TASK — Repeat every record below exactly as it appears.

[Extracted records]
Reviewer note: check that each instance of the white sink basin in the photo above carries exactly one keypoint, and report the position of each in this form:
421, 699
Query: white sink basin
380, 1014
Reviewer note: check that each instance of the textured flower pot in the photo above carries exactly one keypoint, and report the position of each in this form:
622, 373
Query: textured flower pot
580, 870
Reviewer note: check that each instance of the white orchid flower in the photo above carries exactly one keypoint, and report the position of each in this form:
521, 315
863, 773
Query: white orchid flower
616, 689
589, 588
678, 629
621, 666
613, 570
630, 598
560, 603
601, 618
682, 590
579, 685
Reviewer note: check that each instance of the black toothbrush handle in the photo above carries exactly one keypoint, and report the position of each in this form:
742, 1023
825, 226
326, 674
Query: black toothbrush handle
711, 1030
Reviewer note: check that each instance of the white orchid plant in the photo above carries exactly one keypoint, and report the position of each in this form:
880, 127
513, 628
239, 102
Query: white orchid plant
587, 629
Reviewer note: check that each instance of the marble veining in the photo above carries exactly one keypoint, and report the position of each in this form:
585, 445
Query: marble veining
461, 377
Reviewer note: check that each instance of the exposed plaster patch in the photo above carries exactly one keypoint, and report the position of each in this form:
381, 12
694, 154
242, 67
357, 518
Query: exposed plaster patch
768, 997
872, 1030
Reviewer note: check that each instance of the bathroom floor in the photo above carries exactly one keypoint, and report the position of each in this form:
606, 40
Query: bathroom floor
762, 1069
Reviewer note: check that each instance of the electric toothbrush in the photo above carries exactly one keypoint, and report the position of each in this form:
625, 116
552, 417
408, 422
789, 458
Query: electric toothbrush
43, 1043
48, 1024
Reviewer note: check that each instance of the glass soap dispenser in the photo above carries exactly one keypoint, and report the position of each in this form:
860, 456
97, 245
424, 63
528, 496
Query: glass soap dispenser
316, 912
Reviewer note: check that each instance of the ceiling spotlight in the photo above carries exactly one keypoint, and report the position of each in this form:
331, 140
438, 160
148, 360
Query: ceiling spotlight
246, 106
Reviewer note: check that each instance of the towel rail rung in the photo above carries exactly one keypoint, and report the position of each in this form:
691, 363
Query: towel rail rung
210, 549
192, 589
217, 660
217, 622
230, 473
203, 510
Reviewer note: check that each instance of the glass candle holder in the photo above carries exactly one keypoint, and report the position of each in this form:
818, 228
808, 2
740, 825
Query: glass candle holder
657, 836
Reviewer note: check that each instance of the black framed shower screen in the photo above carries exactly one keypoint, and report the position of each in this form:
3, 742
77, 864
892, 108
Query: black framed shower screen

SOLUTION —
Reviewer note: check that each instance of the white sink basin in the photo above carries exactly one keypoint, and report the position of each in this form:
421, 699
Query: white sink basin
380, 1014
Reviewer note: check that each instance of the textured flower pot in the photo above carries exactly one keypoint, and report the position of each in this form:
622, 373
Query: textured flower pot
580, 870
Reviewer note: check that each instance of the white orchid flower in the photo above carries exactly one keypoint, and report the position of each in this form:
521, 315
863, 773
Query: white orchid flower
616, 689
589, 588
678, 629
621, 666
613, 570
630, 598
560, 603
601, 618
682, 590
579, 685
Reviewer note: check that each instance of the black toothbrush handle in the photo above carries exactly one keypoint, and report the position of each in this form:
742, 1023
825, 226
326, 674
Query: black toothbrush handle
711, 1030
Reviewer note: check that each instance of the white orchid plant in the photo above carries exactly one keypoint, and report the position of each in this form:
880, 127
513, 628
239, 102
Query: white orchid plant
587, 629
Reviewer note: check that each instance of the marble veining in the photo above carries exactly one keypoint, and report the position of each in this form:
585, 445
Query: marble veining
461, 377
Reviewer note: check that each instance of the exposed plaster patch in the photo above carries exactly one keypoint, and report the position of each in this form:
381, 12
694, 154
242, 67
357, 518
Query: exposed plaster patch
768, 997
872, 1030
Reviewer note: check that each instance of the bathroom floor in the photo above carries exactly one keypoint, and report the position of each in this form:
606, 40
Query: bathroom floor
762, 1069
Reviewer note: check that each instance of the electric toothbrush in the photo above carries exactly one keypoint, and report the position of each in this form:
625, 116
552, 417
408, 422
789, 458
Query: electric toothbrush
43, 1043
48, 1024
Reviewer note: check that each instance of the glass soap dispenser in the photo above carries exactly one keypoint, and report the position of each in this form:
860, 456
97, 245
424, 63
528, 496
Query: glass soap dispenser
316, 912
Reviewer note: check that each instance of the ceiling spotlight in the photo above carries exactly one keypoint, and report the position of each in this form:
331, 140
438, 160
148, 360
Query: ceiling spotlight
246, 106
Reviewer note: check that each instance of the towel rail rung in the photo above carries exactly one keypoint, and report the position of each in this form:
691, 363
Query: towel rail rung
210, 549
192, 589
217, 660
217, 622
230, 473
203, 510
Reviewer note: check that each instance of the glass candle holder in the photo above carries exactly one keypoint, and report the position of each in this form:
818, 228
808, 2
740, 825
Query: glass candle holder
657, 836
Reviewer note: check that each instance of the black framed shower screen in the photo above carries exactly one keypoint, and report the position of each in this form:
3, 742
77, 864
892, 108
Query: black framed shower screen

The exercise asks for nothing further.